» Work instructions:
Carry on the news article below about the House of Lords committee's verdict on government handling of the water industry, picking up right after its final sentence.

» Text extract:
================================

Committee slam a 'lack of leadership and deep-rooted complacency'
A House of Lords committee has given a damning judgement into the work of environment secretary Therese Coffey, finding ‘deep-rooted complacency’ in government dealings with water companies.
This has come at the risk of water shortages and extreme environmental consequences, the industry and regulators’ committee found, due to a ‘lack of leadership’ in government which has meant water companies have failed to protect the environment and the water supply.
In a letter to Coffey, the committee warned that a continued under-investment in water infrastructure will have ‘serious long-term consequences for the environment and the security of water supplies’, risking future water shortages.
The inquiry was launched in June as a follow-up to a previous report titled ‘The affluent and the effluent: cleaning up the failures of water regulation’ which concluded large scale failures in the water system from under-investment and insufficient government strategy.
Since further developments in water regulations have come to light, the committee launched another inquiry, now revealing more damning assessments into the governments incompetence at handling the water industry crisis.

================================

» Extracted records:
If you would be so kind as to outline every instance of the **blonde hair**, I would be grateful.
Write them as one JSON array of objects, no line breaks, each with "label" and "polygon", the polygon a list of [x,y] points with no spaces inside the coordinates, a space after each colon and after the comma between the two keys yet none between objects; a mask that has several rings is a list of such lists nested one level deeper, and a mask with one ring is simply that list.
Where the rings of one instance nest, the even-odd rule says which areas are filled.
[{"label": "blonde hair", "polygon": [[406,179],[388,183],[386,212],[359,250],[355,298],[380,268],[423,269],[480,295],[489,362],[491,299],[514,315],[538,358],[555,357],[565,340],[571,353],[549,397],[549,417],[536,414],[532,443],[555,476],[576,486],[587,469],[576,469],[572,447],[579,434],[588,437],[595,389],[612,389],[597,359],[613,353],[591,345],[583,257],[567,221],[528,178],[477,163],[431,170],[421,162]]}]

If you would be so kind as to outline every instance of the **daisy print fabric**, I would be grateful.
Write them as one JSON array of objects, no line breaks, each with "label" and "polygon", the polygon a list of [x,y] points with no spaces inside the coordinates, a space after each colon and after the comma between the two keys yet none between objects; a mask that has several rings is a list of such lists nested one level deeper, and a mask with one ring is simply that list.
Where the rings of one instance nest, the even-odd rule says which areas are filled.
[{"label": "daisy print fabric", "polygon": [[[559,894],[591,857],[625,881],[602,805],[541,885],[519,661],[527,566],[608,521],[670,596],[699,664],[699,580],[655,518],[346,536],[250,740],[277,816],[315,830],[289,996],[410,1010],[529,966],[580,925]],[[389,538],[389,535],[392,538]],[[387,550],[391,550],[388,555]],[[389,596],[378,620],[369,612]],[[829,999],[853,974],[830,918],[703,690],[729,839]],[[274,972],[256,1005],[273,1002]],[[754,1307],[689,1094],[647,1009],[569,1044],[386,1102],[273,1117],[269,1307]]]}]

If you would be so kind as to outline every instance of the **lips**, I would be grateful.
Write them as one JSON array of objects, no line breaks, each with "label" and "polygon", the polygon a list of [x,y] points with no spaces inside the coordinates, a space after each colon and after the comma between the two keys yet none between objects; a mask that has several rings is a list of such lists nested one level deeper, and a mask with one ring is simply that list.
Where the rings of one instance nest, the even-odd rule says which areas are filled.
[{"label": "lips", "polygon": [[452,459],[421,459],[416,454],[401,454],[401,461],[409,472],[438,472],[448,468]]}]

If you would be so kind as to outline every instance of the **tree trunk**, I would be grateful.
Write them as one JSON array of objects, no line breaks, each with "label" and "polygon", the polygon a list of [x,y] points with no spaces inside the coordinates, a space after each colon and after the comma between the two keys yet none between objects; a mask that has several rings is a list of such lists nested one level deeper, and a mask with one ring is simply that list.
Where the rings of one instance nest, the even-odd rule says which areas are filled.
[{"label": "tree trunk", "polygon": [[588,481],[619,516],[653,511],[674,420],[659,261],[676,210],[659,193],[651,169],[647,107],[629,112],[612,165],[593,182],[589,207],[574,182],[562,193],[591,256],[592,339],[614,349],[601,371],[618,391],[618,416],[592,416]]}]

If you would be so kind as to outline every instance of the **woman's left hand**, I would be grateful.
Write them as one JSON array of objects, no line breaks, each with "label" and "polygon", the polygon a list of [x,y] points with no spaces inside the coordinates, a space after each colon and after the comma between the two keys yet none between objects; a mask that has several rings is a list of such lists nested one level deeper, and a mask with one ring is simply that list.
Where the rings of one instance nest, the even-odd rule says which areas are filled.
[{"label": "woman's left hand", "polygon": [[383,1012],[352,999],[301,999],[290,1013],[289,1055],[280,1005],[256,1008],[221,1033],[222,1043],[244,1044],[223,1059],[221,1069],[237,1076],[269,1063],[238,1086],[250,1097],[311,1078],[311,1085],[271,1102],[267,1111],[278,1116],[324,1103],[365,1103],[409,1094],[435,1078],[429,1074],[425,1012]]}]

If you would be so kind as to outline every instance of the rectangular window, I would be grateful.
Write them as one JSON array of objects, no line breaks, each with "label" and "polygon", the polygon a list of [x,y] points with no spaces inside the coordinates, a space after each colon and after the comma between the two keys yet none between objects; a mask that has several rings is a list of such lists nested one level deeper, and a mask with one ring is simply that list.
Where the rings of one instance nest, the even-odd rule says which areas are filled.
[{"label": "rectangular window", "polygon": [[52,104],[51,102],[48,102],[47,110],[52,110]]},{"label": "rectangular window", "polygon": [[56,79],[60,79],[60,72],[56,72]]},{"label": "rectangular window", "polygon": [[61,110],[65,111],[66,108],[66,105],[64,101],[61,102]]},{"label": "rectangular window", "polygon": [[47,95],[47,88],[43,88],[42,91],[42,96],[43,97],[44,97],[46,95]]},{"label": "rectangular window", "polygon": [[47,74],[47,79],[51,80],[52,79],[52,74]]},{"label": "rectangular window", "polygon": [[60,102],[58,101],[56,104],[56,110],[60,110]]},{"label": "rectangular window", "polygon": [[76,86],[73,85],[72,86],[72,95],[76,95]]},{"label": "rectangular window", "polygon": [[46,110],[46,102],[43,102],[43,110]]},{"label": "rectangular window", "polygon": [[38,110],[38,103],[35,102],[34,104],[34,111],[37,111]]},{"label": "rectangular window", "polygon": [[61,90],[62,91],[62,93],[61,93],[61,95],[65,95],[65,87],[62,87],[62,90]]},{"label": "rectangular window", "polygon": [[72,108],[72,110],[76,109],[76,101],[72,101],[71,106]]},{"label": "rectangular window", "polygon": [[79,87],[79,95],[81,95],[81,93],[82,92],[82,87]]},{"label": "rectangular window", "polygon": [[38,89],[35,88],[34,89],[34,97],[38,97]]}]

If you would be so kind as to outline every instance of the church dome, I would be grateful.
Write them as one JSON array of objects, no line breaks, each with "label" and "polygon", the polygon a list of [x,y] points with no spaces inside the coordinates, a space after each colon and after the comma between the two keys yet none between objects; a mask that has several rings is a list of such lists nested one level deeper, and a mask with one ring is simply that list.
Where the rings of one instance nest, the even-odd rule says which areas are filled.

================================

» Result for this task:
Lord Hollick, chair of the committee, said they had concluded unanimously that there is ‘insufficient policy or drive to meet the Government’s targets’ in the water sector, despite the government beginning to set out a ‘vision’.
“Sadly, the only thing that is becoming clear in the murky, polluted waters of the sewage crisis is a lack of leadership and deep-rooted complacency,” slammed Hollick.
“The Government must therefore provide firmer policy detail and greater guidance to regulators, who cannot be left to resolve these huge challenges by themselves.
“In particular, the Government must give clear guidance on the trade-off between much-needed investment and the level of customer bills.”
The letter also expressed ‘dismay’ at the ‘unnecessary’ delay in banning wet wipes containing plastics, and concluded that a ‘lack of confidence’ from Ofwat and the Environment Agency was ‘holding back nature and catchment-based approaches’.
Further disappointment was aimed at the government’s failure to introduce a single social tariff to support those struggling to pay their bills, whilst the committee warned that water bills are likely to increase.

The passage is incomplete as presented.